WRITTEN PROBLEM: Transcribe everything from "## mylunabell (Apr" down to "my own designs." in the beach towel sublimation thread below, keeping each word and mark unchanged.
Start of EXCERPTED TEXT
# I need someone to sublimate large beach towels for me



## mylunabell (Apr 5, 2008)

Does anyone know who offers contract services for dye sublimation on large beach towels? Personalized ones....so they would be custom made one at a time. I see them all over the place but do not know who offers this service. I would like to submit my own designs.

link to image http://www.lunabtee.com/productimage.php?product_id=1025


----------



## chuckh (Mar 22, 2008)

Conde is a supplier of sublimation equipment and supplies and will also do contract printing.


----------



## binki (Jul 16, 2006)

+1 on Conde


----------



## linapparel (Oct 12, 2010)

Is posible to dye sublimate 100% Cotton ?


----------



## chuckh (Mar 22, 2008)

The process involves using a synthetic surface which will allow the transfer to penetrate and dye the substrate. Polyester garments and specially coated rigid products are used in this process. Cotton will not work.


----------



## skdave (Apr 11, 2008)

I have a new beach towel that is poly on one side and cotton on the other side best of both worlds.
[email protected]


----------



## plan b (Feb 21, 2007)

This is all you need Colorado Timberline - Colorado Timberline


----------



## deehoney (Dec 16, 2010)

plan b said:


> This is all you need Colorado Timberline - Colorado Timberline


Is Colorado Timberline still up and running? I'm not seeing any updates lately.


----------



## plan b (Feb 21, 2007)

deehoney said:


> Is Colorado Timberline still up and running? I'm not seeing any updates lately.


last time I checked, we just got some stuff last week from them.


----------



## deehoney (Dec 16, 2010)

plan b said:


> last time I checked, we just got some stuff last week from them.


Great, thanks!


----------
End of EXCERPTED TEXT
Start of RECORD SET
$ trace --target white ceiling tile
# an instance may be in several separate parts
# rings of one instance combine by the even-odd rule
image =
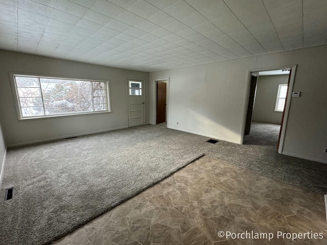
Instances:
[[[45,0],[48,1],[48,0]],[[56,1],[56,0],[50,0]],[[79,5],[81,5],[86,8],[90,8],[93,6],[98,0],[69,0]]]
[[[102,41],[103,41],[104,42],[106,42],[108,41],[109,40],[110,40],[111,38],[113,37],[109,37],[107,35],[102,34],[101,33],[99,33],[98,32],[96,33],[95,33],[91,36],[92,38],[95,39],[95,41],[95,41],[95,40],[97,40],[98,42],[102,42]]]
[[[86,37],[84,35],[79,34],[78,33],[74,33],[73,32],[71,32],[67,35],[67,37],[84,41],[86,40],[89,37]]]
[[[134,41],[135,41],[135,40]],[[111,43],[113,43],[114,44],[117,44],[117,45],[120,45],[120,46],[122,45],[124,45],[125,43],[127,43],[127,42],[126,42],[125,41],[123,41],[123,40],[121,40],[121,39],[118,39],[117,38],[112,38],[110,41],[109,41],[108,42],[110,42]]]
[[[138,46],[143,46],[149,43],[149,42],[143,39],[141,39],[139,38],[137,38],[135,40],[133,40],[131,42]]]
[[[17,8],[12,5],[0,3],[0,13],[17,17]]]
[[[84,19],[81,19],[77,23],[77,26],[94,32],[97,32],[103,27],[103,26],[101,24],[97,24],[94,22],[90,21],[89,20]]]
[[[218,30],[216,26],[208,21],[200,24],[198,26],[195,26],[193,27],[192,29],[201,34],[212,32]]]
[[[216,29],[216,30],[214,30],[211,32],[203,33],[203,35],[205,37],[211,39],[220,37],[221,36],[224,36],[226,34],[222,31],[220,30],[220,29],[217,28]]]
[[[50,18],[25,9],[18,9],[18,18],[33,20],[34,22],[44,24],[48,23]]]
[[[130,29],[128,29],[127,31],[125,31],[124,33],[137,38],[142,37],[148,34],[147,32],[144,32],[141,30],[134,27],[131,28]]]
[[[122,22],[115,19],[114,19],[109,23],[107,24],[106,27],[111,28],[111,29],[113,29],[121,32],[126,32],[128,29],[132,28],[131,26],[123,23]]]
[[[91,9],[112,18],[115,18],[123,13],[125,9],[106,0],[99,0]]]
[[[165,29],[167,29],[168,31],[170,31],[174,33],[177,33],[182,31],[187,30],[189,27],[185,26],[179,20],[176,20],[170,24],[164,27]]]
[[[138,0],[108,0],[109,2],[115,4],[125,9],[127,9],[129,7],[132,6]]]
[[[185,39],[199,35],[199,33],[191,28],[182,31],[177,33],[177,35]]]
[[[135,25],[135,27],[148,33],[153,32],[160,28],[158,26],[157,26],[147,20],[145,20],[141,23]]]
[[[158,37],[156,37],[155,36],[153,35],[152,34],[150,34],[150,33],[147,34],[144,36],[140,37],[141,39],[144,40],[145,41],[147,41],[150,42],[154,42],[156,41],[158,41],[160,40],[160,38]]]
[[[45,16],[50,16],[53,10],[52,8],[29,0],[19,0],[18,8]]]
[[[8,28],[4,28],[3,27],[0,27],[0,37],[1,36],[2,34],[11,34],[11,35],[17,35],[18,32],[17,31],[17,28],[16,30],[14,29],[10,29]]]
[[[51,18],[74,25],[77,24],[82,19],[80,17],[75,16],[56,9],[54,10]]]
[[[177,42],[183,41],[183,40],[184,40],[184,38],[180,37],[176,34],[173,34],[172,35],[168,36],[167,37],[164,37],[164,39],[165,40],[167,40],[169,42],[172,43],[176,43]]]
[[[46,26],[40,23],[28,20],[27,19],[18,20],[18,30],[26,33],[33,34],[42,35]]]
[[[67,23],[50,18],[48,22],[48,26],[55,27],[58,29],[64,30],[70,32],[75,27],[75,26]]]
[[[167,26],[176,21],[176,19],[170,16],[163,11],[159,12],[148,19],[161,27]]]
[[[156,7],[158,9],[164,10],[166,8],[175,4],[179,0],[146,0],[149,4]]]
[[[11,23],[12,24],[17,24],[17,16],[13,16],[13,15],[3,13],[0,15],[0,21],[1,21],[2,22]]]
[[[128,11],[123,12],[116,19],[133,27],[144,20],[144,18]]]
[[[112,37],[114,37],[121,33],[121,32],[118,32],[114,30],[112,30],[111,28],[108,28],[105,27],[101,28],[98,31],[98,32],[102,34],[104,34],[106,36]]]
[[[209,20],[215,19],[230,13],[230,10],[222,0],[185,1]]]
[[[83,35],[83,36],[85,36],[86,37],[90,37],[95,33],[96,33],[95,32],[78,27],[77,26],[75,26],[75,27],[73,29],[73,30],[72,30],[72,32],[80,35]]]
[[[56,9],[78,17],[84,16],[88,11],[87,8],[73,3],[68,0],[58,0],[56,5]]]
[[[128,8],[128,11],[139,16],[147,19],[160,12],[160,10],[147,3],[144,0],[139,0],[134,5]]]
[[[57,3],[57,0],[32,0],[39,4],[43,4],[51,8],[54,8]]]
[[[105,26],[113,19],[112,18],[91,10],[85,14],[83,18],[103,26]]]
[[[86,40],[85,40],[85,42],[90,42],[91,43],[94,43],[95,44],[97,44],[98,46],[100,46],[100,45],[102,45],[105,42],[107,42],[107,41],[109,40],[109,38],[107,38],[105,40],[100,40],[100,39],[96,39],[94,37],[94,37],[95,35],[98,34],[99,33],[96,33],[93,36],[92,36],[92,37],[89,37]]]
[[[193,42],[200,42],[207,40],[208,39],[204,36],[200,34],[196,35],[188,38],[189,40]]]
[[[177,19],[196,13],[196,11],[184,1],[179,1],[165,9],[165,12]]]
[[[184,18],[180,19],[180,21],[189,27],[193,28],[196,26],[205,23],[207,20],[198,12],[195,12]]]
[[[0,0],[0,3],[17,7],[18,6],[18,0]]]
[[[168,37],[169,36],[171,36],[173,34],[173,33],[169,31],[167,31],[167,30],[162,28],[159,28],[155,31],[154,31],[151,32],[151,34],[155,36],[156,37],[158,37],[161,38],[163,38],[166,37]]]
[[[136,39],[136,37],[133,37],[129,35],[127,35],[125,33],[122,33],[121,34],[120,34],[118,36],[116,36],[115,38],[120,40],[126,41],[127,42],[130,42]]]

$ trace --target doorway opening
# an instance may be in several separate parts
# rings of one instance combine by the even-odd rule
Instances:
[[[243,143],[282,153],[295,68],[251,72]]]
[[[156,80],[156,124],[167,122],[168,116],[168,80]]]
End of RECORD SET
Start of RECORD SET
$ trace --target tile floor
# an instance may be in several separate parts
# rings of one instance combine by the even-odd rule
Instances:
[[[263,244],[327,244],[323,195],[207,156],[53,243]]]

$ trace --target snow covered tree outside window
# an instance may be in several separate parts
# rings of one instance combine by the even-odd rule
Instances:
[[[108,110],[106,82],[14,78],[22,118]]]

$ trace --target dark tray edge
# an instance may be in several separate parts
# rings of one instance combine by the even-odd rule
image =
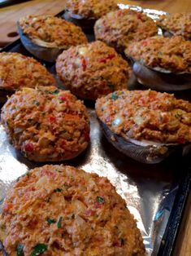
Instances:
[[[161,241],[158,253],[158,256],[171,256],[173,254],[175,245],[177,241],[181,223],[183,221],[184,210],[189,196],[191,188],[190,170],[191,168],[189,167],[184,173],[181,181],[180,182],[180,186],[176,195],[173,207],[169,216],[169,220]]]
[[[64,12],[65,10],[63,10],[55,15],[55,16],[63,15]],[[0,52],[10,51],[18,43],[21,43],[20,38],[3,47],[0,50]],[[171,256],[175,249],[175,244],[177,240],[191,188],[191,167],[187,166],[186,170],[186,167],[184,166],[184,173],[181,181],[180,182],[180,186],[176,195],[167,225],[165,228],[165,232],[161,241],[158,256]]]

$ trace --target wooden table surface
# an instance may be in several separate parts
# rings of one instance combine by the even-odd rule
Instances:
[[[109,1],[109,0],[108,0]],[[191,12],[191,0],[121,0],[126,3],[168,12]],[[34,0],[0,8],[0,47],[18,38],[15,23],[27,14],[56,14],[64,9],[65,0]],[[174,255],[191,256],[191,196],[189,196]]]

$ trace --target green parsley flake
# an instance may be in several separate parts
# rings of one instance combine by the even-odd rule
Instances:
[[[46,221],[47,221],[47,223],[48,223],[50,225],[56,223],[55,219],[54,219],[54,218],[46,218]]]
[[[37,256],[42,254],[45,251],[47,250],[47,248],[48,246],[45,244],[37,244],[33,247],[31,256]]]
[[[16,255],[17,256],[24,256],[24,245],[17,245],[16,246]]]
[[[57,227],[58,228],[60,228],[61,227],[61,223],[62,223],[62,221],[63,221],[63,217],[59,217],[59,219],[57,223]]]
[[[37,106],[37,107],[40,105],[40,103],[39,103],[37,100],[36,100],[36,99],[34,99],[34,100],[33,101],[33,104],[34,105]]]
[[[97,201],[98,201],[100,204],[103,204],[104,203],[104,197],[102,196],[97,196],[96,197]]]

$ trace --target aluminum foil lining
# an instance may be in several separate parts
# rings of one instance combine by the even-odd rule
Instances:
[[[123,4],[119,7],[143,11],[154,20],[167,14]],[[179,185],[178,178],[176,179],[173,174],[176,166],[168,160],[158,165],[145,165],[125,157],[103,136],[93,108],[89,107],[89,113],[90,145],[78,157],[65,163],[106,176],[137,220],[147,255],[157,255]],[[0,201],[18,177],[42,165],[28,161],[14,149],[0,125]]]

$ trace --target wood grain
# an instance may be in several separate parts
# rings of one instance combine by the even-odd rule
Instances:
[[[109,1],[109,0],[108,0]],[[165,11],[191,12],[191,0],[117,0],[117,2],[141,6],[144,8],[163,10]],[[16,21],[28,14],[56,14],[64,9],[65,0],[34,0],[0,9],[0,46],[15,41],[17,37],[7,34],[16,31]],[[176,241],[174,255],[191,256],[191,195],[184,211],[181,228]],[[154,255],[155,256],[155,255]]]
End of RECORD SET
WRITTEN SOLUTION:
## mylunabell (Apr 5, 2008)

Does anyone know who offers contract services for dye sublimation on large beach towels? Personalized ones....so they would be custom made one at a time. I see them all over the place but do not know who offers this service. I would like to submit my own designs.